» EXERCISE REQUIREMENTS
Excluding images, repeat the data exactly as given.

Natural language region descriptions:
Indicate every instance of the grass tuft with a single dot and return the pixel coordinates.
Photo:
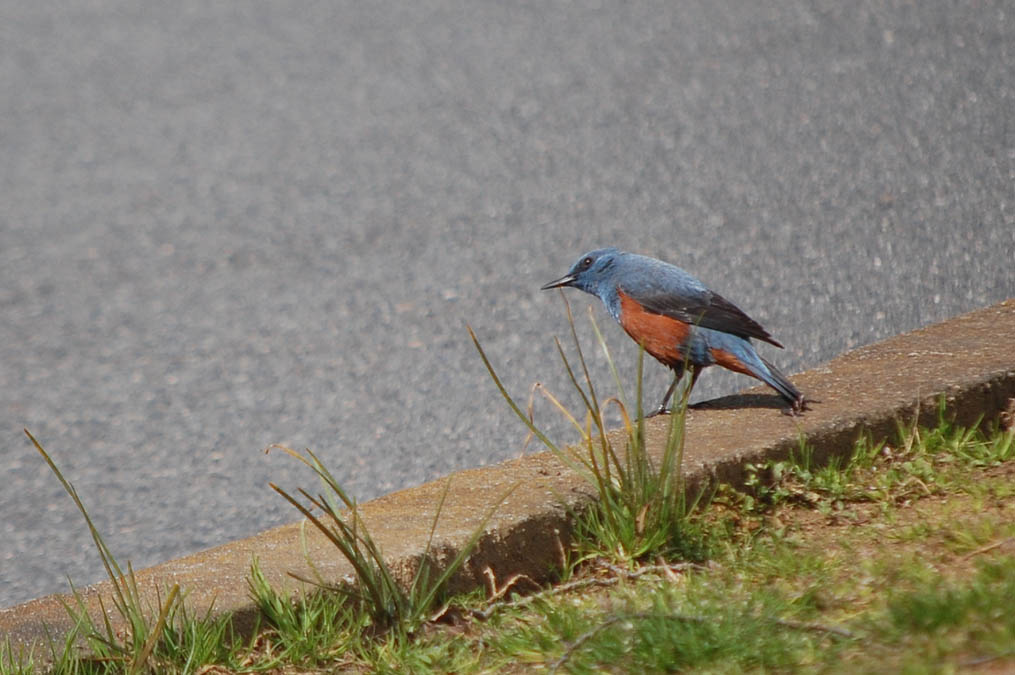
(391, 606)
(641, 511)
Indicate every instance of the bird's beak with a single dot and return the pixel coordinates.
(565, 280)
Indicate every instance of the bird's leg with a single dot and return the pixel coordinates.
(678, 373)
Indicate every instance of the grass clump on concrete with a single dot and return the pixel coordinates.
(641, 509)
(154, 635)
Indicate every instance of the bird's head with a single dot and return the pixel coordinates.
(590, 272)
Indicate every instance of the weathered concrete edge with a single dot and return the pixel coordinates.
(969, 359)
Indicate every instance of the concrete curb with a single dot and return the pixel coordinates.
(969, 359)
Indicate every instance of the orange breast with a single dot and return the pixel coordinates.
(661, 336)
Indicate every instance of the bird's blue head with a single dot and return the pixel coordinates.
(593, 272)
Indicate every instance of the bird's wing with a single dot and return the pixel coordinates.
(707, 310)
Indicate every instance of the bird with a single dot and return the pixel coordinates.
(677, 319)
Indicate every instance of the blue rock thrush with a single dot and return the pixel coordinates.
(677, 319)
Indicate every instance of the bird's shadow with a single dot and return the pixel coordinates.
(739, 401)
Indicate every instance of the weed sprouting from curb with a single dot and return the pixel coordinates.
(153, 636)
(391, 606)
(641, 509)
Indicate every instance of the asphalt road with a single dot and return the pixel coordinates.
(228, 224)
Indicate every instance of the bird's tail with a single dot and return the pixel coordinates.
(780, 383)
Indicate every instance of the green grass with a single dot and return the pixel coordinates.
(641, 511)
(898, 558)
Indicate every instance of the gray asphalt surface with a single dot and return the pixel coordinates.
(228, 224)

» RESPONSE FOR THIS EXERCISE
Indicate every instance of the grass tuft with a single dot and return the pixel coordinates.
Photo:
(391, 606)
(641, 511)
Indicate every instance of the bird's beak with a single dot and return the pixel coordinates.
(565, 280)
Indicate every instance of the bird's leg with a single dot and return the pixel coordinates.
(678, 373)
Indicate every instance of the grass clump on concrete with a single dot and return the pixel coordinates.
(641, 509)
(154, 635)
Indicate every instance of the bird's head with a single dot and return the pixel coordinates.
(590, 272)
Indicate every instance of the weathered concrete edge with a single dot and return the pixel coordinates.
(969, 359)
Indicate every instance of the concrete curb with a single dot and return the pixel coordinates.
(969, 359)
Indicate every instance of the orange breast with a single dot and return the pixel coordinates.
(661, 336)
Indicate every instance of the bird's blue head with a single dot and return the pixel coordinates.
(593, 272)
Indicate every instance of the bird's wing with a single dot and return the pixel coordinates.
(707, 310)
Indicate every instance of the bird with a single dot and return the pixel coordinates.
(677, 319)
Indicate every instance of the blue rock thrush with a single dot and return the pixel coordinates.
(677, 319)
Indicate every instance of the bird's shadow with a single dot and return the pixel coordinates.
(739, 401)
Indicate every instance of the weed sprouting from curb with a single dot and return the pixel coordinates.
(153, 636)
(391, 606)
(641, 509)
Indicate every instance of the asphalt road with a single dot and return the pixel coordinates.
(228, 224)
Indicate every instance of the bird's tail with a single dot and return the pixel coordinates.
(780, 383)
Indicate every instance of the green grass with a single dot and return the pixel coordinates.
(641, 511)
(898, 558)
Indicate every instance of the gray asphalt surface with a single dot and return the pixel coordinates.
(228, 224)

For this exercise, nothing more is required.